> Extrait de la page:
^^^^^^^^
Les données électorales avant l’élection du 2 mai 2011 et la chute du gouvernement
Rappelons tout d’abord quelques faits pour mieux concevoir ce qui a pu se passer lors de la soirée électorale canadienne du 2 mai dernier.
Au Québec, les électeurs votaient souvent pour le parti libéral, un parti fédéraliste pancanadien. Mais depuis vingt ans, suite à plusieurs échecs dans la rénovation de la constitution canadienne – non signée par le Québec –, les Québécois ont majoritairement fait confiance au Bloc québécois pour défendre leurs intérêts à Ottawa. Il s’agit ici d’un parti indépendantiste du Québec, situé sur le centre gauche de l’échiquier, opérant dans le cadre fédéral canadien. Or, les tensions classiques entre les libéraux et les bloquistes ont permis le retour de l’autre grand parti national, le Parti conservateur. Après la fusion des partis de droite canadiens, le Reform et l’Alliance Canadienne, le parti conservateur a pris le pouvoir et a manœuvré durant trois mandats consécutifs sans majorité parlementaire. Si la gauche était active depuis un demi siècle sous la bannière du NPD, le parti néodémocrate, elle ne perçait pas dans l’électorat. Elle a bien fait élire quelques députés dispersés, mais sans plus. Quant au Parti vert, il était vivant, tout en demeurant sans force réelle à Ottawa.
Lors de la session parlementaire de l’hiver dernier, le parti conservateur, surtout représenté dans l’ouest du pays, s’est retrouvé en élection à la suite d’une motion de défiance proposée par les libéraux. Cette motion reposait elle-même sur une motion de censure motivée par un « outrage au parlement » reproché au gouvernement par les partis d’opposition. La motion de défiance déposée aux Communes a été appuyée par 156 voix, soit l'ensemble des députés d'opposition, contre 145 voix des conservateurs. Ce geste a mené à la chute du gouvernement conservateur et a conduit le dans une nouvelle campagne électorale dont l’enjeu était, cette fois, l’élection d’un gouvernement majoritaire. Après une quarantaine de jours de campagne, l’élection a eu lieu le 2 mai dernier.
^^^^^^^^
> Extrait des données:
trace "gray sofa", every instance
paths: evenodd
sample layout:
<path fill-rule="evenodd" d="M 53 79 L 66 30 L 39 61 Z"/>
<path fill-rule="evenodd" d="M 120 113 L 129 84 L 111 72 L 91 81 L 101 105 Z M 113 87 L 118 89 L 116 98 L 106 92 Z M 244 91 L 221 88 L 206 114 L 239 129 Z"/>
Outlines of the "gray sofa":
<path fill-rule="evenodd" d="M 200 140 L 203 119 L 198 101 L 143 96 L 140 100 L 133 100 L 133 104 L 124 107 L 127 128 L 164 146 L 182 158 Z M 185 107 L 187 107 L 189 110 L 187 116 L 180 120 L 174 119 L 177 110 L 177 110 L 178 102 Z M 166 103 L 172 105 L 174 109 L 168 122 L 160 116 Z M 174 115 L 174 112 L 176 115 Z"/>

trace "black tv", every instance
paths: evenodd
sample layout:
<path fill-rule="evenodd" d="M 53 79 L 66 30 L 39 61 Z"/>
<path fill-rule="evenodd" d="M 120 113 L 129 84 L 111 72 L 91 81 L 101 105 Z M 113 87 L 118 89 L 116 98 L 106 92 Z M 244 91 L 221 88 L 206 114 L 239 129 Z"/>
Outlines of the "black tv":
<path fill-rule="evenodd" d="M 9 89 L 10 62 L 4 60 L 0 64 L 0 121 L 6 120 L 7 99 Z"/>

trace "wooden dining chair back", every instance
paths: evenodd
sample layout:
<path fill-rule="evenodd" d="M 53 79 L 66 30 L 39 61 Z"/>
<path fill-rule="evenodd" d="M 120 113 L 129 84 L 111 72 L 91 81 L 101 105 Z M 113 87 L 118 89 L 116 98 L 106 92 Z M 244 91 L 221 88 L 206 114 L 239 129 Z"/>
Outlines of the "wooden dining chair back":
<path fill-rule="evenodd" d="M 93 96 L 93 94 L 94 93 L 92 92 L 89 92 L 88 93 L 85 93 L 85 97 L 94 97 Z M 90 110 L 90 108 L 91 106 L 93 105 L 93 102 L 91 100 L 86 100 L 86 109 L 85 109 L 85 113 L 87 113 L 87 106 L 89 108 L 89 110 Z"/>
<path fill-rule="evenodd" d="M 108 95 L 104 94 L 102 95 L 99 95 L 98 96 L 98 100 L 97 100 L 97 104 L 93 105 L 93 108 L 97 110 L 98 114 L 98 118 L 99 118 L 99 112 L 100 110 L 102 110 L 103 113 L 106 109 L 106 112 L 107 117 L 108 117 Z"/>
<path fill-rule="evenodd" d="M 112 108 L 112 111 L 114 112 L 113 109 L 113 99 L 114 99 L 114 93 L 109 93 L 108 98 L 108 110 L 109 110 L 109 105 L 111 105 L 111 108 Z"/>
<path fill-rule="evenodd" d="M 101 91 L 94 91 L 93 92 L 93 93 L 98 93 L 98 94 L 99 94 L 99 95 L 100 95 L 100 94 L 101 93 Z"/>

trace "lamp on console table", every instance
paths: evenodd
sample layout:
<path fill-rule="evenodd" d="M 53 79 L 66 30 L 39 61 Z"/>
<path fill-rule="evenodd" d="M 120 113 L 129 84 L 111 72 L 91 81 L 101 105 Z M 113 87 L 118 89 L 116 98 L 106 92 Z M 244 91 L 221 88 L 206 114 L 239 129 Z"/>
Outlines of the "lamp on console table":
^^^^^^^^
> Consignes:
a – Modifiez le passage des enregistrements qui va de leur début jusqu'à la ligne contenant « 121 L 6 120 » incluse en remplaçant « Outlines of the » par « Contours of the ». Donnez ce seul passage, sans aucun autre changement.
b – Poursuivez le texte sur l'élection fédérale canadienne du 2 mai 2011 à la suite de sa dernière phrase.

> Réponses:
a –
trace "gray sofa", every instance
paths: evenodd
sample layout:
<path fill-rule="evenodd" d="M 53 79 L 66 30 L 39 61 Z"/>
<path fill-rule="evenodd" d="M 120 113 L 129 84 L 111 72 L 91 81 L 101 105 Z M 113 87 L 118 89 L 116 98 L 106 92 Z M 244 91 L 221 88 L 206 114 L 239 129 Z"/>
Contours of the "gray sofa":
<path fill-rule="evenodd" d="M 200 140 L 203 119 L 198 101 L 143 96 L 140 100 L 133 100 L 133 104 L 124 107 L 127 128 L 164 146 L 182 158 Z M 185 107 L 187 107 L 189 110 L 187 116 L 180 120 L 174 119 L 177 110 L 177 110 L 178 102 Z M 166 103 L 172 105 L 174 109 L 168 122 L 160 116 Z M 174 115 L 174 112 L 176 115 Z"/>

trace "black tv", every instance
paths: evenodd
sample layout:
<path fill-rule="evenodd" d="M 53 79 L 66 30 L 39 61 Z"/>
<path fill-rule="evenodd" d="M 120 113 L 129 84 L 111 72 L 91 81 L 101 105 Z M 113 87 L 118 89 L 116 98 L 106 92 Z M 244 91 L 221 88 L 206 114 L 239 129 Z"/>
Contours of the "black tv":
<path fill-rule="evenodd" d="M 9 89 L 10 62 L 4 60 L 0 64 L 0 121 L 6 120 L 7 99 Z"/>

b –
L’effet de vague et les résultats de l’élection

Au lendemain de l’élection, le Bloc québécois (qui avait 47 sièges au Québec) en a perdu 43 et s’est retrouvé, fort de plus de 20% des voix, avec 4 députés élus seulement. Le NPD (qui n’avait qu’un siège au Québec), recueillant une bonne partie des votes du Bloc, a obtenu 59 sièges ! Le NPD, un tiers parti, est alors devenu l’opposition officielle à Ottawa. C’est bien ce qu’on appelle, en météorologie politique, une « vague »1. Cette vague orange – de la couleur du NPD – en provenance du Québec a déferlé sur le pays, mais elle n’a pas empêché l’élection d’un gouvernement majoritaire conservateur. Au niveau canadien, le parti conservateur trône avec 166 députés, le NPD en a 103, le parti libéral 34, le Bloc 4 et le parti vert 1. Analysons cette vague en précisant déjà qu’elle fut sans doute déterminée par un « micro climat » favorable au Québec puisque le NPD, à gauche, peut utiliser plusieurs idées associées et défendues par le Bloc québécois.

Petite phénoménologie de la vague politique

À l’image de toute vague, les débuts de la vague politique sont imperceptibles. Lors de la campagne, rien ne laissait présager une vague car les premières ondes partent de loin et suivent un cycle lent. Non seulement les spécialisés ne parviennent pas à la détecter, mais les pointages des partis, par aveuglement volontaire, refusent sa possibilité.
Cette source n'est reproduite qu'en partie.